**TASK BRIEF**
Set out as a numbered list everything from the line containing "of the support" down to the final line below, omitting any blank lines.

**EXTRACTED MATERIAL**
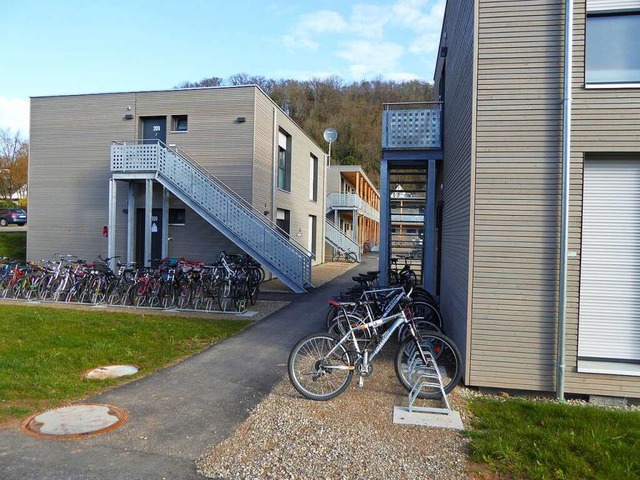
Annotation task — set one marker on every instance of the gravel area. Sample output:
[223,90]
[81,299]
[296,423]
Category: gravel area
[350,436]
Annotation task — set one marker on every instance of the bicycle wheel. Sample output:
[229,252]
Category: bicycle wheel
[184,296]
[167,295]
[314,372]
[437,346]
[225,300]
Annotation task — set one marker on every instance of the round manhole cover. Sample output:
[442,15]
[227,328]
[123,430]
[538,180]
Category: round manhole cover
[111,371]
[75,421]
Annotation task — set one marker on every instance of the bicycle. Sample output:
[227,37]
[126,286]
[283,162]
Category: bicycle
[340,252]
[322,365]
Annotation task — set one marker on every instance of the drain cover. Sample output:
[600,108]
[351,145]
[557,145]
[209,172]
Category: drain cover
[75,421]
[111,371]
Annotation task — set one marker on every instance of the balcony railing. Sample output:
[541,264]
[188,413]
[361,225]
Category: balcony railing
[407,126]
[351,200]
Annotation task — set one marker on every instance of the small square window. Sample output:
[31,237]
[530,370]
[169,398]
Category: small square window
[179,123]
[177,216]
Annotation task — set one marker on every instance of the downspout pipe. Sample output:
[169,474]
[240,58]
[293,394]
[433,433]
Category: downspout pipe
[566,163]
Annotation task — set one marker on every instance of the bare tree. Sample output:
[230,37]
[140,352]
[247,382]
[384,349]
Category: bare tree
[14,161]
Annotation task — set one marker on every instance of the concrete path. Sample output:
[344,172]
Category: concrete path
[178,414]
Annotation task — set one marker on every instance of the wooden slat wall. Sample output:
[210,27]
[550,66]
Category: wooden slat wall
[606,124]
[70,142]
[517,194]
[297,201]
[518,184]
[456,175]
[70,154]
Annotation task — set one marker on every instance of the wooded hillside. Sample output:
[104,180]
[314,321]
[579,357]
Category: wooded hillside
[353,109]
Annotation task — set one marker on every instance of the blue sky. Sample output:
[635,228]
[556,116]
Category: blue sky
[93,46]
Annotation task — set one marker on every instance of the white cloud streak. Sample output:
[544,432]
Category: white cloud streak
[364,37]
[14,115]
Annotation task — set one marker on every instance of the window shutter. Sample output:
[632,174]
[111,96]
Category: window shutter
[603,6]
[609,323]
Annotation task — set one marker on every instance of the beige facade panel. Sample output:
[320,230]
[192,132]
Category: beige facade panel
[70,153]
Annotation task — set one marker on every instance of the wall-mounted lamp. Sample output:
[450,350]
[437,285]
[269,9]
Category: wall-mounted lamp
[128,115]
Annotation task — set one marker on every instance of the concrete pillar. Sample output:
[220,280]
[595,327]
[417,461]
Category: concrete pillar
[111,226]
[131,222]
[148,210]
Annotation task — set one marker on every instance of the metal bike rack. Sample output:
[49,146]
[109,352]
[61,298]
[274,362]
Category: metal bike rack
[425,376]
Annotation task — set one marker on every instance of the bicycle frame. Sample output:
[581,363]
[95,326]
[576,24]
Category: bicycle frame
[398,319]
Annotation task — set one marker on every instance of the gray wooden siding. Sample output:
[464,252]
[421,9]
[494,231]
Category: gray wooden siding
[214,138]
[69,172]
[70,153]
[606,124]
[297,201]
[456,175]
[263,167]
[517,194]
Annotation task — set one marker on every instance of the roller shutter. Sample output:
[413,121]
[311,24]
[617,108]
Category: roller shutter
[609,322]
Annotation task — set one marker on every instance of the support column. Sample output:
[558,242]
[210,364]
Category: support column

**WRITTEN ANSWER**
1. Annotation task — set one marker on every instance of the support column. Sample output:
2. [558,242]
3. [210,364]
4. Category: support column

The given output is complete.